Task objective: Continue the SchemaUtils API documentation below, picking up right after its final sentence.

* Begin Provided text *

Class SchemaUtils

Object
org.apache.spark.ml.util.SchemaUtils

public class SchemaUtils extends Object
Utils for handling schemas.
  • Constructor Details

    • SchemaUtils

      public SchemaUtils()
  • Method Details

    • checkColumnType

      public static void checkColumnType(StructType schema, String colName, DataType dataType, String msg)
      Check whether the given schema contains a column of the required data type.
      Parameters:
      colName - column name
      dataType - required column data type
      schema - (undocumented)
      msg - (undocumented)
    • checkColumnTypes

      public static void checkColumnTypes(StructType schema, String colName, scala.collection.immutable.Seq<DataType> dataTypes, String msg)
      Check whether the given schema contains a column of one of the require data types.
      Parameters:
      colName - column name
      dataTypes - required column data types
      schema - (undocumented)
      msg - (undocumented)
    • checkNumericType

      public static void checkNumericType(StructType schema, String colName, String msg)
      Check whether the given schema contains a column of the numeric data type.
      Parameters:
      colName - column name
      schema - (undocumented)
      msg - (undocumented)
    • appendColumn

      public static StructType appendColumn(StructType schema, String colName, DataType dataType, boolean nullable)
      Appends a new column to the input schema. This fails if the given output column already exists.
      Parameters:
      schema - input schema
      colName - new column name. If this column name is an empty string "", this method returns the input schema unchanged. This allows users to disable output columns.
      dataType - new column data type
      nullable - (undocumented)
      Returns:
      new schema with the input column appended
    • appendColumn

      public static StructType appendColumn(StructType schema, StructField col)
      Appends a new column to the input schema. This fails if the given output column already exists.
      Parameters:
      schema - input schema
      col - New column schema
      Returns:
      new schema with the input column appended
    • updateAttributeGroupSize

      public static StructType updateAttributeGroupSize(StructType schema, String colName, int size)
      Update the size of a ML Vector column. If this column do not exist, append it.

* End Provided text *
* Begin Entries shown *

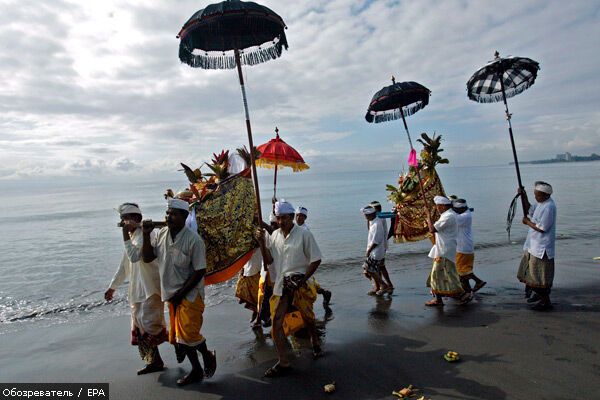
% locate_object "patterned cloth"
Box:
[394,172,445,243]
[427,258,465,297]
[235,274,260,311]
[467,57,540,103]
[456,252,475,276]
[169,296,204,347]
[196,174,257,285]
[517,251,554,289]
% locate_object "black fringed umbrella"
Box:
[467,52,540,219]
[365,76,431,221]
[177,0,288,224]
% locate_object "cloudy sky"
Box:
[0,0,600,181]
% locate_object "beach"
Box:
[0,237,600,400]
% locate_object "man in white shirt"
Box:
[360,206,386,296]
[517,181,556,311]
[142,199,217,386]
[104,203,168,375]
[425,196,470,306]
[296,206,331,308]
[257,199,322,377]
[369,200,394,293]
[452,199,487,293]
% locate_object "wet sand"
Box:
[0,239,600,400]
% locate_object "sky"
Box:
[0,0,600,184]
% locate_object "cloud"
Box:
[0,0,600,179]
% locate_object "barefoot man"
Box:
[517,181,556,311]
[425,196,470,306]
[104,203,167,375]
[257,199,322,377]
[142,199,217,386]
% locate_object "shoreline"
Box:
[0,238,600,400]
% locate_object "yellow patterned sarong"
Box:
[169,296,204,347]
[235,274,260,311]
[269,280,317,336]
[456,252,475,276]
[427,257,465,297]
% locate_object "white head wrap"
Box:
[452,199,468,208]
[269,212,277,222]
[534,181,552,194]
[167,199,190,212]
[433,196,452,206]
[360,206,376,215]
[275,199,296,217]
[296,206,308,217]
[117,203,142,215]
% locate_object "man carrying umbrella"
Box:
[257,200,322,377]
[517,181,556,311]
[142,199,217,386]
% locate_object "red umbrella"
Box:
[256,127,309,202]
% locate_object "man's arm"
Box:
[142,220,156,263]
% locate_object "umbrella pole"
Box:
[234,49,263,225]
[500,76,527,216]
[273,164,277,200]
[400,112,433,224]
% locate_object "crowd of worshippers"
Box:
[104,181,556,386]
[361,181,556,311]
[104,197,331,386]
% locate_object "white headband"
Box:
[117,203,142,215]
[167,199,190,212]
[433,196,452,206]
[534,182,552,194]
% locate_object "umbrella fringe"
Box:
[366,101,425,124]
[468,79,535,103]
[179,40,284,69]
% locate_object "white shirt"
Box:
[243,249,262,276]
[265,225,321,296]
[367,218,385,260]
[454,210,475,254]
[109,228,160,304]
[523,198,556,259]
[152,227,206,301]
[429,209,458,262]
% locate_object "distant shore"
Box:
[0,234,600,400]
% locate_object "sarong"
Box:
[168,296,204,347]
[235,274,260,311]
[131,294,168,364]
[517,251,554,289]
[427,257,465,297]
[456,253,475,276]
[270,280,317,336]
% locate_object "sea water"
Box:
[0,162,600,333]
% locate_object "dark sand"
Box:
[0,239,600,400]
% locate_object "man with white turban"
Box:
[257,199,322,377]
[104,203,167,375]
[142,199,217,386]
[360,205,386,296]
[517,181,556,311]
[295,206,331,308]
[452,199,487,293]
[425,196,470,306]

* End Entries shown *

Expected answer:
      Parameters:
      schema - input schema
      colName - column name
      size - number of features
      Returns:
      new schema
    • updateNumValues

      public static StructType updateNumValues(StructType schema, String colName, int numValues)
      Update the number of values of an existing column. If this column do not exist, append it.
      Parameters:
      schema - input schema
      colName - column name
      numValues - number of values.
      Returns:
      new schema
    • updateNumeric

      public static StructType updateNumeric(StructType schema, String colName)
      Update the numeric meta of an existing column. If this column do not exist, append it.
      Parameters:
      schema - input schema
      colName - column name
      Returns:
      new schema
    • updateField

      public static StructType updateField(StructType schema, StructField field, boolean overwriteMetadata)
      Update the metadata of an existing column. If this column do not exist, append it.
      Parameters:
      schema - input schema
      field - struct field
      overwriteMetadata - whether to overwrite the metadata. If true, the metadata in the schema will be overwritten. If false, the metadata in field and schema will be merged to generate output metadata.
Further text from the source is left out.